> Given task 1: Return the passage of the Kirk Siegler profile below that begins at the words "His beat explores" and stops after "worsening climate-driven wildfires.", copied word for word.

Kirk Siegler
As a correspondent on NPR's national desk, Kirk Siegler covers rural life, culture and politics from his base in Boise, Idaho.
His beat explores the intersection and divisions between rural and urban America, including longer term reporting assignments that have taken him frequently to a struggling timber town in Idaho that lost two sawmills right before the election of President Trump. In 2018, after the deadliest and most destructive wildfire in California history, Siegler spent months chronicling the diaspora of residents from Paradise, exploring the continuing questions over how – or whether – the town should rebuild in an era of worsening climate-driven wildfires.
Siegler's award winning reporting on the West's bitter land use controversies has taken listeners to the heart of anti-government standoffs in Oregon and Nevada, including a rare interview with recalcitrant rancher Cliven Bundy. He's also profiled numerous ranching and mining communities from Nebraska to New Mexico that have worked to reinvent themselves in a fast-changing global economy.
Siegler also contributes extensively to the network's breaking news coverage, from floods and hurricanes in Louisiana to deadly school shootings in Connecticut. In 2015, he was awarded an international reporting fellowship from Johns Hopkins University to report on health and development in Nepal. While en route to the country, the worst magnitude earthquake to hit the region in more than 80 years struck. The fellowship was cancelled, but Siegler was one of the first foreign journalists to arrive in Kathmandu and helped lead NPR's coverage of the immediate aftermath of the deadly quake. He also filed in-depth reports focusing on the humanitarian disaster and challenges of bringing relief to some of the Nepal's far-flung rural villages.

> Dataset rows:
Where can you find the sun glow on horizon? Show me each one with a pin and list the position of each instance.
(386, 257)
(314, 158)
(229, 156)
--
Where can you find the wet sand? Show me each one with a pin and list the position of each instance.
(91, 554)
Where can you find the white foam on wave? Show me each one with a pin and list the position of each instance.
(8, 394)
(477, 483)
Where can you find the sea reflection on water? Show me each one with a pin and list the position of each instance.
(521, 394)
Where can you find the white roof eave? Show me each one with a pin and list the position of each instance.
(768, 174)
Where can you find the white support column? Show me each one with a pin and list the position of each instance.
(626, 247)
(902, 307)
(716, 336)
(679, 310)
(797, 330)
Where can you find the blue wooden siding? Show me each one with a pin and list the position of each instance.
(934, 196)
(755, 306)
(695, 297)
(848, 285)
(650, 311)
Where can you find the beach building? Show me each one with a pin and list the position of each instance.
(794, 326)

> Given task 2: Identify every line in the records above that contains the string "instance", matching case, and copy each of those lines.

> Solution 1:
His beat explores the intersection and divisions between rural and urban America, including longer term reporting assignments that have taken him frequently to a struggling timber town in Idaho that lost two sawmills right before the election of President Trump. In 2018, after the deadliest and most destructive wildfire in California history, Siegler spent months chronicling the diaspora of residents from Paradise, exploring the continuing questions over how – or whether – the town should rebuild in an era of worsening climate-driven wildfires.

> Solution 2:
Where can you find the sun glow on horizon? Show me each one with a pin and list the position of each instance.
Where can you find the wet sand? Show me each one with a pin and list the position of each instance.
Where can you find the white foam on wave? Show me each one with a pin and list the position of each instance.
Where can you find the sea reflection on water? Show me each one with a pin and list the position of each instance.
Where can you find the white roof eave? Show me each one with a pin and list the position of each instance.
Where can you find the white support column? Show me each one with a pin and list the position of each instance.
Where can you find the blue wooden siding? Show me each one with a pin and list the position of each instance.
Where can you find the beach building? Show me each one with a pin and list the position of each instance.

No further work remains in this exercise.